Problem to work on :: The entries below are to be copied exactly, with every picture left out.

Point localization data ::
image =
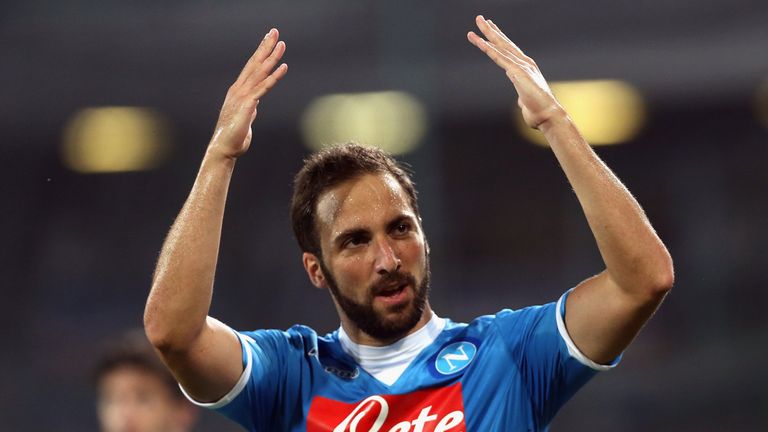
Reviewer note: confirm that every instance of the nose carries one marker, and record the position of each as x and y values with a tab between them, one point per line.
386	260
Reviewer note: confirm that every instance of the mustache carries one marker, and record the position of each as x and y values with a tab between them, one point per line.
392	280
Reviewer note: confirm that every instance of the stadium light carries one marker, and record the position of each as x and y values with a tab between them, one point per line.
115	139
391	120
605	111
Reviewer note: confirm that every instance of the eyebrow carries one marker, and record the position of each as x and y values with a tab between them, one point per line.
358	231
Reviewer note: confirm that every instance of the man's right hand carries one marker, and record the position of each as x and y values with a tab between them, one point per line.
232	136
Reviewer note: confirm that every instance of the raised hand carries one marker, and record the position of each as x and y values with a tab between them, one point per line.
232	136
534	95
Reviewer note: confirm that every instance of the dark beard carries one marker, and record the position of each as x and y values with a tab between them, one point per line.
365	316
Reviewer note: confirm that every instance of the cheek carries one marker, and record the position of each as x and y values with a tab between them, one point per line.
350	273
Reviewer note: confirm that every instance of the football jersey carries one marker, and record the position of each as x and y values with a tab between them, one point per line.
510	371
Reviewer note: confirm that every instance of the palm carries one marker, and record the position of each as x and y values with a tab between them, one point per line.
535	97
233	130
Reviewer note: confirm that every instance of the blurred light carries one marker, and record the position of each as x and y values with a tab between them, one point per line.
393	121
114	139
761	102
605	111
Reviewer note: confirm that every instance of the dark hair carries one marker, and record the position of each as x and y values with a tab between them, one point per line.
132	349
331	167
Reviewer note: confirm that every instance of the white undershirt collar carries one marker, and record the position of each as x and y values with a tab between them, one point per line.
387	363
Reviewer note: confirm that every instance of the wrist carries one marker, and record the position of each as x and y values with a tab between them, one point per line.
214	156
557	118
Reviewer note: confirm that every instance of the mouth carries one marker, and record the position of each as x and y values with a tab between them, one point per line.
394	295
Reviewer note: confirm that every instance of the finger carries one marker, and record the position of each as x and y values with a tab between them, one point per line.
266	66
500	58
492	32
266	46
265	86
513	45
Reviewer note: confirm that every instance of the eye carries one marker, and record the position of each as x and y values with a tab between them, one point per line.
403	228
355	241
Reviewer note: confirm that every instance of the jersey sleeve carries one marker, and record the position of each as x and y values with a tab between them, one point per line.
255	400
551	365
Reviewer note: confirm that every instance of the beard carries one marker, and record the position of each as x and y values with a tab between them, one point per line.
375	323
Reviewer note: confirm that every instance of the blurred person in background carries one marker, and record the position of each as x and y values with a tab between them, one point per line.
394	365
135	391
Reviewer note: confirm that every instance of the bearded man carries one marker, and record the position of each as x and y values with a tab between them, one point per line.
394	365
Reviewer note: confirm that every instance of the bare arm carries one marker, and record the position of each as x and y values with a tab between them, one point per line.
605	312
203	353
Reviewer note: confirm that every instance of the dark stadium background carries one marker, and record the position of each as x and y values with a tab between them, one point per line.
77	251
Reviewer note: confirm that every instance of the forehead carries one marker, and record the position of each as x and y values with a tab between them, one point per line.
362	201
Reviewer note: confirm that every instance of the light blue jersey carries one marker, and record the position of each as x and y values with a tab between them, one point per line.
511	371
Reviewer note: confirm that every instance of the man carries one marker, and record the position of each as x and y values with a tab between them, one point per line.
394	365
135	391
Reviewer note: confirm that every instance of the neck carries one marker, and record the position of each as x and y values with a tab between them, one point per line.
362	338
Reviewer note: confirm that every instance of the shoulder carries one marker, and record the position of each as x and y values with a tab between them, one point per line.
297	338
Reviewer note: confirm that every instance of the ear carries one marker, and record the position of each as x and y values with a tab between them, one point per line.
314	270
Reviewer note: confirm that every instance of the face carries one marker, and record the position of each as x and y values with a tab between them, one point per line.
134	400
374	257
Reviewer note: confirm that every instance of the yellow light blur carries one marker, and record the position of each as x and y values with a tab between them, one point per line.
391	120
115	139
761	102
605	111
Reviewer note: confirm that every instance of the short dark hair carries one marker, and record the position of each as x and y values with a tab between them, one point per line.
329	168
133	350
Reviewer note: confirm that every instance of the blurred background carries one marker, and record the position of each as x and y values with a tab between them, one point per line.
107	108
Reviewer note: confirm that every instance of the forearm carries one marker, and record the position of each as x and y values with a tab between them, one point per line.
635	258
182	285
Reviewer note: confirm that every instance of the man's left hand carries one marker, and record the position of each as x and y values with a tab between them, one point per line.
535	97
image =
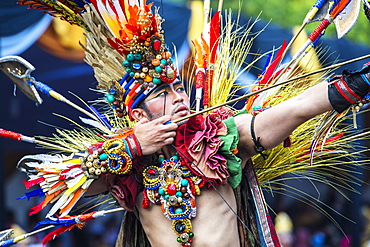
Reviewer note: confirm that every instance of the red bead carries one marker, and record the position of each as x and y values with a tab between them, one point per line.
171	189
151	171
157	45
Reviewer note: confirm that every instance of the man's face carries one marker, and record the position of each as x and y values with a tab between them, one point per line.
168	99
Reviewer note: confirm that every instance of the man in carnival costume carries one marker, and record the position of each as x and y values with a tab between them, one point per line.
187	182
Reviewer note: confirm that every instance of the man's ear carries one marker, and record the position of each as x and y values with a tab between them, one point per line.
117	192
138	114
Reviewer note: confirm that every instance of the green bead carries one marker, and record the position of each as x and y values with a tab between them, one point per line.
130	57
103	156
110	98
157	81
161	191
138	56
256	108
184	182
126	63
158	69
161	159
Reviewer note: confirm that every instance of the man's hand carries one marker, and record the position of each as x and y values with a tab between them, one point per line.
153	135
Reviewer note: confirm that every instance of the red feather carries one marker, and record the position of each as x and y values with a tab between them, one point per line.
339	8
57	232
214	33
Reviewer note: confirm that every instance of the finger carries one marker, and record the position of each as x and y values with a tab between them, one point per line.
143	121
164	119
169	140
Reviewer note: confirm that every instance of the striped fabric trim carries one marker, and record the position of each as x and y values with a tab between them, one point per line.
345	91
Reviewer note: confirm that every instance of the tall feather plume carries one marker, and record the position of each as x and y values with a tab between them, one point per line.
57	9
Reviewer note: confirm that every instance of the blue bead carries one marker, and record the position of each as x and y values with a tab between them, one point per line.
130	57
161	191
126	63
136	66
138	56
110	98
157	81
184	182
158	69
180	227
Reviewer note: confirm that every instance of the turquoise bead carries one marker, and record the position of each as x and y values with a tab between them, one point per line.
161	191
126	63
158	69
110	98
130	57
138	56
184	182
256	108
157	81
136	66
103	156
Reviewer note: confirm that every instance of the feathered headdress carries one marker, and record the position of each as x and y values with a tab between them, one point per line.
124	44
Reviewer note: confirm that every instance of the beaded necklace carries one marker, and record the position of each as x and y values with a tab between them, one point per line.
173	187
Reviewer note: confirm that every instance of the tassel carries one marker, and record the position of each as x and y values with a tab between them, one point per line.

Solution to this task ::
image =
Reviewer note: confirm that every instance of the nose carries one marker, and record the position of each as x and y values with a tab between them, one point per line.
386	260
Reviewer note: confirm that every instance of the mustache carries one marker, and record the position of each as x and y values with a tab between them, one point per line.
392	280
Reviewer note: confirm that every instance of the stadium light carries one marker, and record the position of each as x and y values with a tab between them, one point per line.
115	139
391	120
605	111
Reviewer note: confirm that every instance of the eyebrow carries one marker, and record the position of each as x and y values with a tab between them, one point per line.
358	231
Reviewer note: confirm that every instance of the man's right hand carries one marker, and record the position of each as x and y values with a tab between them, one point per line.
232	136
Reviewer note: confirm that every instance of the raised hand carries one marker, and record the position of each as x and y values with a tab between them, one point per line.
232	136
534	95
Reviewer note: confirm that every instance of the dark beard carries one marker, and record the position of each as x and y values with a tab between them, one point per line.
365	316
Reviewer note: confirm that every instance of the cheek carries one marker, and record the position of each as x and y values with a tab between them, one point per line.
350	273
Reviewer note: confirm that every instance of the football jersey carries one marker, and record the position of each as x and y values with a tab between them, one point per line.
510	371
Reviewer note: confirm that every instance of the palm carries one marker, and record the position of each as x and y values with a tab between them, one point per line.
535	97
233	130
Reviewer note: confirm that every instance of the blurred light carries one marker, and record the position of each as x and y values with a tab between them, one point per line.
393	121
114	139
761	102
605	111
Reviewer note: confirm that every instance of the dark hair carries one marker, and record the position of each as x and y values with a tab between them, one point per line.
132	349
331	167
Reviewer note: confirm that every instance of the white undershirt collar carries one marker, and record the position of each as x and y values with a tab between them, one point per line.
387	363
Reviewer note: confirm that every instance of the wrist carries one marker, and record the position of each as x and y values with a tab between them, one point per line.
214	156
557	118
Reviewer note: confirm that every instance of the mouth carries one marker, and record the position of each as x and y values with a tab between them, one point per line.
394	295
Reviewer note: confirm that every instance of the finger carries one marker, and record the position of each as x and y values with a tab between them, one point per line.
266	66
500	58
492	32
266	46
265	86
513	45
Reviewer note: confirm that every instance of the eye carries one marker, and record the position of each as x and y values with a tab between them, one point per line.
403	228
355	241
Reviewer note: confirm that every instance of the jersey sleeve carries one marker, and record the position of each as x and y values with a tab between them, one point per line.
255	400
551	365
Reviewer note: confirm that every instance of the beard carries one marker, and record the position of each as x and y values with a tab between them, one point per line.
375	323
Reviewer note: confirm that every instance of the blurred person in background carries one marker, and record the position of each as x and y values with a tab between them, one point per line.
394	365
135	391
Reviewer note: confirm that every instance of the bearded man carries one marker, and record the position of each as x and y values with a tab between them, one point per line.
394	365
Reviewer note: confirm that every instance of the bare arm carries one marker, and record the position of each as x and y values with a tab between them, one point per line.
605	312
203	353
Reviewer note: confirm that every instance of the dark stadium background carries one marker, and record the position of each as x and y values with a tab between them, one point per line.
77	251
Reviewer note: confirm that every instance of the forehead carries one marker, and record the position of each as x and y values with a tab between them, one point per line.
362	201
Reviewer note: confirm that every instance of the light blue jersey carries one marker, and record the position of each as x and y values with a tab between them, one point per line.
511	371
Reviewer note: confirm that every instance of the man carries one marker, and record the position of each as x and y values with a tab between them, one point per line.
394	365
135	391
Reviewer note: confirm that every instance of the neck carries one marker, and record the position of each as x and y values with a tab between them, one point per line.
362	338
Reviewer note: confirm that every instance of the shoulder carries one marker, and record the position of each as x and y values with a tab between them, one point per line.
297	338
Reviewer note: confirm that every instance of the ear carries one marker, and record the position of each as x and y values with a tab between them, one point per line.
314	270
Reviewer note: confirm that every instance of the face carries one marker, and record the position of each as x and y values with a tab between them, one point per line.
134	400
374	257
Reviewer note: confirm that every instance of the yellow light blur carries one marker, and record the position of each as x and y values with a tab between them, one point per line.
391	120
115	139
761	102
605	111
Reviewer note: confirm that every instance of the short dark hair carries one marker, and record the position of each as x and y values with a tab between them, one point per line.
329	168
133	350
Reviewer note: confirm that every instance of the blurred background carries one marker, and record the position of each as x and y values with a tab between them, one point per line.
107	108
Reviewer note: confirm that every instance of the forearm carries one marker, and record the position of each as x and y values with a tab between them, one point per line.
635	258
182	285
Reviewer note: confirm that every instance of the man's left hand carries one marker, and record the position of each as x and y values with a tab between them, one point per line.
535	97
image =
Reviewer note: confirm that every instance of the red bead carries one marker, and record the position of each as x and y values with a tab between them, one point per line.
171	189
151	171
157	45
Reviewer note: confirm that every instance of the man's face carries one marker, and record the position of each as x and y values with a tab between them, one point per line.
168	99
Reviewer note: confirm that every instance of the man in carnival costume carries one marker, and record the position of each as x and y values with a tab between them, one point per line.
187	182
Reviewer note: confirm that every instance of the man's ear carries one marker, and record the position of each as x and y values with a tab between them, one point per line.
117	192
138	114
Reviewer note: confirm that every instance of the green bead carries one marker, and record the position of each as x and y values with a tab between them, one point per line.
130	57
103	156
110	98
157	81
161	191
138	56
256	108
184	182
126	63
158	69
161	159
Reviewer note: confirm that every instance of the man's hand carries one marker, and record the position of each as x and y values with a tab between them, one point per line.
153	135
Reviewer note: confirm that every instance of the red feather carries one marker, and record the position of each as x and y values with a tab between them, one point per line.
339	8
57	232
214	33
Reviewer note: confirm that every instance of the finger carries one marker, and record the position of each as x and y values with a tab between them, one point per line.
143	121
164	119
169	140
Reviewer note: confirm that every instance of the striped fabric trim carries one marker, and record the position of each as x and y values with a tab between them, one point per line.
345	91
Reviewer note: confirm that every instance of the tall feather plume carries one marker, and record the position of each as x and y values with a tab between them, one point per line.
57	9
Reviewer note: confirm that every instance of the blue bead carries one marker, and record the position of each as x and y values with a tab between them, one point per line.
130	57
161	191
126	63
136	66
138	56
110	98
157	81
184	182
158	69
180	227
Reviewer note: confirm that every instance of the turquoise bead carries one marker, and record the position of each as x and y values with a tab between them, one point per line.
161	191
126	63
158	69
110	98
130	57
138	56
184	182
256	108
157	81
136	66
103	156
Reviewer note: confirm that every instance of the feathered headdress carries one marker, and record the position of each as x and y values with a tab between them, one point per line.
124	44
Reviewer note: confirm that every instance of the beaded necklace carries one marker, and record the position of each as x and y values with a tab between them, one point per line.
173	187
Reviewer note: confirm that every instance of the tassel carries one marker, and record the position of each as x and y values with a tab between them, one point per line.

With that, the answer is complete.